That's cool. I'm still wondering about the bookie recovery tool. Is there still 
a need for such a tool or the replication scheme will supersede it? What's your 
opinion?

-Flavio

On Jun 28, 2012, at 10:08 AM, Uma Maheswara Rao G wrote:

> Yes, Flavio there is no duplication of code.
> Fragment replication part I moved from BKAdmin to LedgerFragmentReplicator 
> class.See initial patch at BK-299.
> This is just like a helper class for BKadmin for replicating Fragment. 
> Directly I used this FragmentReplicator part for Replication Wroker.
> 
> Regards,
> Uma
> ________________________________________
> From: Flavio Junqueira [[email protected]]
> Sent: Thursday, June 28, 2012 3:10 AM
> To: [email protected]
> Cc: Ivan Kelly; Rakesh R
> Subject: Re: Race condition between  LedgerChecker and Ensemble reformation 
> from client
> 
> This discussion made me wonder about the relation between the bookie recovery 
> tool and the auto-recovery feature. Does the latter replace the former? Also, 
> if they share code, we want to avoid duplication, yes?
> 
> -Flavio
> 
> On Jun 27, 2012, at 4:17 PM, Uma Maheswara Rao G wrote:
> 
>> Thanks Ivan and Flavio.
>> 
>> I got the point.
>> 
>> 
>> 
>> And Yes, I have seen this with below mentioned steps. Infact, I used only 
>> very lower part of the code from BKAdmin.(Only fragment replication part) 
>> That will not have this prventing steps because that is only responsible for 
>> fragment.
>> 
>> Need to build in ReplicationWorker.
>> 
>> You mean that,
>> 
>>> 1. If the failed bookie is not in the last ensemble of the ledger,
>> recover as normal.
>> fine.
>> 
>> 2. If the failed bookie is in the last ensemble of the ledger, we
>> reopen the ledger using fencing. This stops the client from writing
>> any further entries to the ledger. Then recovery can continue as if
>> the ledger had already been closed.
>> This can make the NN to switch right?
>> 
>> I think we should have some delay for replication work to trigger. Otherwise 
>> every ensemble change may enable RW to fence the ledger right? Infact 
>> session timeout should help here. though there is an other case where delay 
>> will not help. Ledger already marked as UR bacause of some BK in previous 
>> enseble. That can trigger RW to scan ledger to find fragments. In my case we 
>> are keep shutting down the BKs and starting after some time.
>> 
>> 
>> 
>> Regards,
>> 
>> Uma
>> 
>> ________________________________________
>> From: Flavio Junqueira [[email protected]]
>> Sent: Wednesday, June 27, 2012 7:15 PM
>> To: [email protected]
>> Cc: Ivan Kelly; Rakesh R
>> Subject: Re: Race condition between  LedgerChecker and Ensemble reformation 
>> from client
>> 
>> Hi Uma, Check the whole paragraph: Consequently, we restrict the recovery 
>> tool to only perform changes to the metadata when the ledger is closed or 
>> when the ledger writer has detected the bookie crash, has replaced it, and 
>> reflected the change in the metadata.

RECORD EXTRACTS >>
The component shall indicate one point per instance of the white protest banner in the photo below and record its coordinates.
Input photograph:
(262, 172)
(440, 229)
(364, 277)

PROBLEM REQUIREMENTS >>
Can you write out the mailing list thread from "On Jun 28, 2012, at" to "for replicating Fragment.", word for word? Work only from the mailing list thread, not the lines.

RESULT >>
On Jun 28, 2012, at 10:08 AM, Uma Maheswara Rao G wrote:

> Yes, Flavio there is no duplication of code.
> Fragment replication part I moved from BKAdmin to LedgerFragmentReplicator 
> class.See initial patch at BK-299.
> This is just like a helper class for BKadmin for replicating Fragment.